The request ->
Please format the rows starting with the line containing "Return the segmentation of every instance of the ottoman" and going on through the line containing "M 177 135 L 72 129 L 78 186 L 176 179 Z" as a two-column CSV with the columns text and answer. Give one CSV line per row, with its text and its answer each in a single quoted field and line breaks replaced by spaces.

Data start

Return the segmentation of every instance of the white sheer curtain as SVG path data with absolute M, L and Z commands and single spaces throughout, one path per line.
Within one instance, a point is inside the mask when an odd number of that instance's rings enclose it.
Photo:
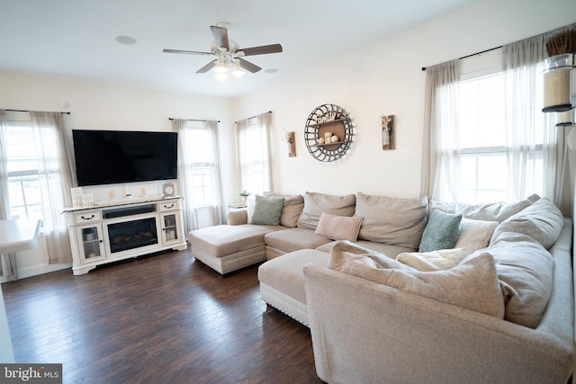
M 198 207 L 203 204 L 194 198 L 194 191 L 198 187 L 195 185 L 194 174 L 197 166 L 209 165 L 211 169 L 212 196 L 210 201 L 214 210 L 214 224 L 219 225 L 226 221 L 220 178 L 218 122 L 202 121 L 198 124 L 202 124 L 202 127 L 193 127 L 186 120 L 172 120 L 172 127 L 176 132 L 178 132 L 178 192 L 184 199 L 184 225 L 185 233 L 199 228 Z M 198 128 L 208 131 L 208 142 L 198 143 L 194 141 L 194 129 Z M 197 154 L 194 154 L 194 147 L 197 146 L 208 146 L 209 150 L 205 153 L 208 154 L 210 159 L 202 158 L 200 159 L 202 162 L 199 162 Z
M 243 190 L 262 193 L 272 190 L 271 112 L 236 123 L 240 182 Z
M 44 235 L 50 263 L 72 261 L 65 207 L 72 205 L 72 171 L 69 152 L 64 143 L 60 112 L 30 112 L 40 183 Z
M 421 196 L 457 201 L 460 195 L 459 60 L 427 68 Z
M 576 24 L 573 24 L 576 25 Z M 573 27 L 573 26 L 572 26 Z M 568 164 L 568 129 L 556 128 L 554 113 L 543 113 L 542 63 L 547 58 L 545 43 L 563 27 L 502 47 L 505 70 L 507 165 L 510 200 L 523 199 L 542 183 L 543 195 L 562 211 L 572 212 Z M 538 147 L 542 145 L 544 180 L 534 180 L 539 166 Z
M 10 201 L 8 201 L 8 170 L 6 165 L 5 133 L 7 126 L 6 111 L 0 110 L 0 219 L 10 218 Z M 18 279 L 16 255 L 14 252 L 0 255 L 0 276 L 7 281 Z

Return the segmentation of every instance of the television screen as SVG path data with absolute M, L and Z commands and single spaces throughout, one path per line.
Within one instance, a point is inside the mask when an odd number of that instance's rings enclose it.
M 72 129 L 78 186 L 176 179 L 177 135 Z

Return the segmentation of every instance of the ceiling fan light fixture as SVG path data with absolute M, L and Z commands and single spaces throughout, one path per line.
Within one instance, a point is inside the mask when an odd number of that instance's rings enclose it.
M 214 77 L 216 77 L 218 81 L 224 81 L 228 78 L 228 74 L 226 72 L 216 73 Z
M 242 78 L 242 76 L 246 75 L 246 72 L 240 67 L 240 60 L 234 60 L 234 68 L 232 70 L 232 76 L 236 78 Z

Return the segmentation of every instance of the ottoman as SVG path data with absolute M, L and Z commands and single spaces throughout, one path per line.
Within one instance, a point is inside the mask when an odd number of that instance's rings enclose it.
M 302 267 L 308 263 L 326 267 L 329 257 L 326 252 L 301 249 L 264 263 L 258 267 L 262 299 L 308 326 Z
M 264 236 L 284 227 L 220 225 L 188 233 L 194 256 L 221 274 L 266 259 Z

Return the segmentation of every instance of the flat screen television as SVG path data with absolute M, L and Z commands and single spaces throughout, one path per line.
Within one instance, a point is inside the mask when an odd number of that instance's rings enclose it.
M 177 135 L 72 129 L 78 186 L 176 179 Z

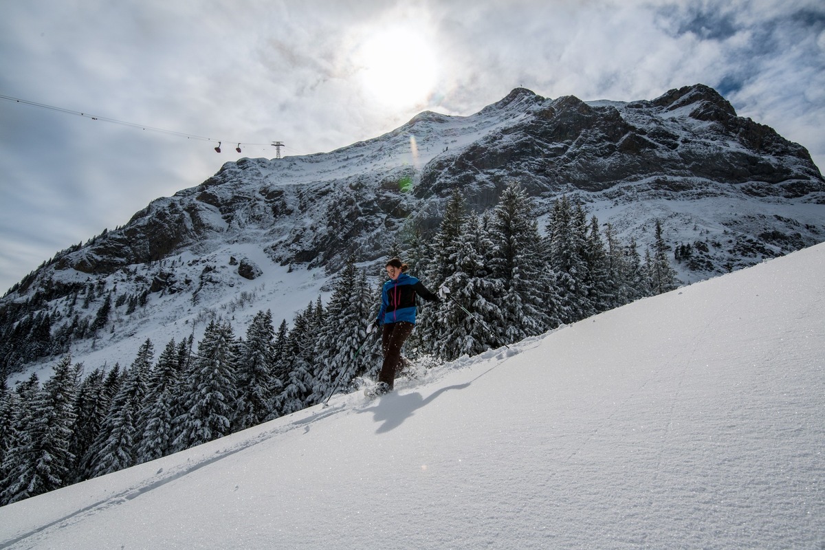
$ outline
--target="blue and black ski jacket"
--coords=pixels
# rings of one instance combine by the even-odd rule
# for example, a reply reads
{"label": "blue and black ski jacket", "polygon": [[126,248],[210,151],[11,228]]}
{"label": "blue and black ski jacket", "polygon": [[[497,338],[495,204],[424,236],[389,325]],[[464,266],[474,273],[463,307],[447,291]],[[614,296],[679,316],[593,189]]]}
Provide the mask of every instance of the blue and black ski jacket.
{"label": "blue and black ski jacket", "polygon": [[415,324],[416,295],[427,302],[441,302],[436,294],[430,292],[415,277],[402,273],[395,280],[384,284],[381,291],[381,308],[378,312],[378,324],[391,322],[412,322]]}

Data end
Data start

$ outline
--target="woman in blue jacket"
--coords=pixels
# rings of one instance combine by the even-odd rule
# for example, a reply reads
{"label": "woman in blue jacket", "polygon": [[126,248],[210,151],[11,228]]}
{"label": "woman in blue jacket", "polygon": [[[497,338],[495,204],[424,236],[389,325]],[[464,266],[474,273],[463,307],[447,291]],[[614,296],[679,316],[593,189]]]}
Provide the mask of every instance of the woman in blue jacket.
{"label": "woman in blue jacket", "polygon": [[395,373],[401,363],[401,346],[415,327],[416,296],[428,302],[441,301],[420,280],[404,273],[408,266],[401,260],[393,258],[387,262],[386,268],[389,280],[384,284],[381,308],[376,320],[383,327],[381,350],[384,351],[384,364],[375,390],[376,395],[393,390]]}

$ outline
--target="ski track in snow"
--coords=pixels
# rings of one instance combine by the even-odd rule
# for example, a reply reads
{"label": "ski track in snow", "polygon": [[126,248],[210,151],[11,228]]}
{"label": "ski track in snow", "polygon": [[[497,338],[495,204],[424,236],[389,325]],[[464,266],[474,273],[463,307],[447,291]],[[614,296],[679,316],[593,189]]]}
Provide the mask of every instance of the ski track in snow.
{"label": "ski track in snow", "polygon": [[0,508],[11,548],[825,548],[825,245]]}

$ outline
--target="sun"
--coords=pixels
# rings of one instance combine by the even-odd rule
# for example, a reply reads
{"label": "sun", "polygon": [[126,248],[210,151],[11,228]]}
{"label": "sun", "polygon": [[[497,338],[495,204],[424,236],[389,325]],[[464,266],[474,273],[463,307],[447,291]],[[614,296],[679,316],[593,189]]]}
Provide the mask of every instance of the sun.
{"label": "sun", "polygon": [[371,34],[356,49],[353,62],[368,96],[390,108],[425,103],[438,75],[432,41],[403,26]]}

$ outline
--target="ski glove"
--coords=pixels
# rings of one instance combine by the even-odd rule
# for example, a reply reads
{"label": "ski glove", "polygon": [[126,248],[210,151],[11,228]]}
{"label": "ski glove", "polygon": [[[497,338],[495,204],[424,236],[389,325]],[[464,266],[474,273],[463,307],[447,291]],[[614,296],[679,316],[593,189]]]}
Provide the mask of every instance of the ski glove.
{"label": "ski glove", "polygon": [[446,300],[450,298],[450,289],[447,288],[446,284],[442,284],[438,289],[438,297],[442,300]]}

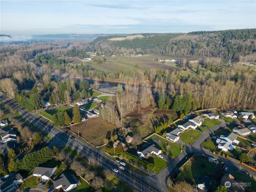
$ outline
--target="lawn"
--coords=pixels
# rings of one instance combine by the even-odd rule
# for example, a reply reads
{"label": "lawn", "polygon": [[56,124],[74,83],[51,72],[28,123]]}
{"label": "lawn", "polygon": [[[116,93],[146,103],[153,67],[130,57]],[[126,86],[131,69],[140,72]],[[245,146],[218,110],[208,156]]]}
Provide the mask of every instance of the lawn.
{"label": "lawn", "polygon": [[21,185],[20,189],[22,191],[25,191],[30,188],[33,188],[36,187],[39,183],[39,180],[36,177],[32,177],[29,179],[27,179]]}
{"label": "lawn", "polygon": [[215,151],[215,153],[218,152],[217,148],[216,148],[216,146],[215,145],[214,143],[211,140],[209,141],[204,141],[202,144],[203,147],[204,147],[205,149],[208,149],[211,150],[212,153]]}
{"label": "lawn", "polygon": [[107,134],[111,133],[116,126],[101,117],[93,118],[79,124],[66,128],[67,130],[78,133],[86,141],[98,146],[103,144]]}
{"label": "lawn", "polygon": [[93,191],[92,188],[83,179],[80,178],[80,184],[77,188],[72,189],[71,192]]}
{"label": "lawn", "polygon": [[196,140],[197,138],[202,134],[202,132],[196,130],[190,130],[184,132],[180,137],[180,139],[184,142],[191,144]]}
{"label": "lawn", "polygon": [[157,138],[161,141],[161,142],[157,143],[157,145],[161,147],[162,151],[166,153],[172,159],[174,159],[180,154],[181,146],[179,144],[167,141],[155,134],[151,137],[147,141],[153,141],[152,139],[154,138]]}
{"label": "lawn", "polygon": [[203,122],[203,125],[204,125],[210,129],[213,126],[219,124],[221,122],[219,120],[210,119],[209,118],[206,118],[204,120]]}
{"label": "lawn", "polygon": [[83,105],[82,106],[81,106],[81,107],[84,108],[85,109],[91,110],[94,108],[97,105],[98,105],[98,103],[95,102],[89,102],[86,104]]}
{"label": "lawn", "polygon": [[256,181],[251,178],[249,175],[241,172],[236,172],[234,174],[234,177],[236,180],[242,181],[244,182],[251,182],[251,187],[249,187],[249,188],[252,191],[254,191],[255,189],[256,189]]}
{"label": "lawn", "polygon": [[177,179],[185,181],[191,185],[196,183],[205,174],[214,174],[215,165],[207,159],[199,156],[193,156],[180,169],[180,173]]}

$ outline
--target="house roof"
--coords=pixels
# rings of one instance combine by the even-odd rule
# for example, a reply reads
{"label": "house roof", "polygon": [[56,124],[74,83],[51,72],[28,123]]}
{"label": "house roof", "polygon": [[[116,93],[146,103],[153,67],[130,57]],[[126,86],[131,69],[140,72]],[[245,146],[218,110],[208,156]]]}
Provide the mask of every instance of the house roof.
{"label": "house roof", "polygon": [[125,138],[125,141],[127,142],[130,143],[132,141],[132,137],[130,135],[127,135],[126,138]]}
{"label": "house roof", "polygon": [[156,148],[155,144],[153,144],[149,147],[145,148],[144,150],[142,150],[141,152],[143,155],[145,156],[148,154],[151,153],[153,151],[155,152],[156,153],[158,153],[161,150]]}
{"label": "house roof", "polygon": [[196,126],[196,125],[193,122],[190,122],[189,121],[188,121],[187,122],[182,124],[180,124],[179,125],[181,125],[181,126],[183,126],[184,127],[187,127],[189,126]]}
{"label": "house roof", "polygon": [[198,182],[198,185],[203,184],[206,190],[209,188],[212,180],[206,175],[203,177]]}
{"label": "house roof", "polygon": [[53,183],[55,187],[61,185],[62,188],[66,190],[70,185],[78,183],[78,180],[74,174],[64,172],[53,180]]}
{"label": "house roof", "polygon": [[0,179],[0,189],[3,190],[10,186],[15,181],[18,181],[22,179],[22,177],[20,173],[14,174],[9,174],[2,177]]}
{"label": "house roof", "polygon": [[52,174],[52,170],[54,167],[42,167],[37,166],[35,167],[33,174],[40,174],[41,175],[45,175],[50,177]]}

Data end
Data start

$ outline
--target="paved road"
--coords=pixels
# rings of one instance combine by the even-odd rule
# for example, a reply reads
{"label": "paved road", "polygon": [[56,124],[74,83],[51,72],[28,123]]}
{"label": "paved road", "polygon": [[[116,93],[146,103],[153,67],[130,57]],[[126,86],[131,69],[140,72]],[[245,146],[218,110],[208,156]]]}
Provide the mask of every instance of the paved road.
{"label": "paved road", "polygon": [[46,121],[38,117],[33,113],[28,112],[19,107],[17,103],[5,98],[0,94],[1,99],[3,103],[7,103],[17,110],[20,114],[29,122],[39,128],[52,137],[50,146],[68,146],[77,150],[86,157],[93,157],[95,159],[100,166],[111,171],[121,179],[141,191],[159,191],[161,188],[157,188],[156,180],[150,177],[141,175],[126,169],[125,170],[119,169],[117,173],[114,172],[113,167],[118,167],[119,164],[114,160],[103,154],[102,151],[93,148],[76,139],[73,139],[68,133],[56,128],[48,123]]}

Data end

Solved problem ->
text,answer
"Return the segmentation of every instance of the ottoman as SVG path data with absolute M, L and Z commands and single spaces throughout, one path per line. Within one instance, a point is inside the mask when an odd number of that instance's rings enclose it.","M 302 267 L 308 263 L 326 267 L 329 257 L 326 252 L 301 249 L 264 263 L 258 267 L 262 299 L 308 326 Z M 264 236 L 284 227 L 220 225 L 188 233 L 194 256 L 221 274 L 266 259 Z"
"Return the segmentation of every instance of the flat screen television as SVG path data with absolute M, L and Z commands and single spaces throughout, one path per line. Within one instance, a point is inside the mask when an odd number of that instance's rings enclose it.","M 177 135 L 72 129 L 78 186 L 176 179 Z"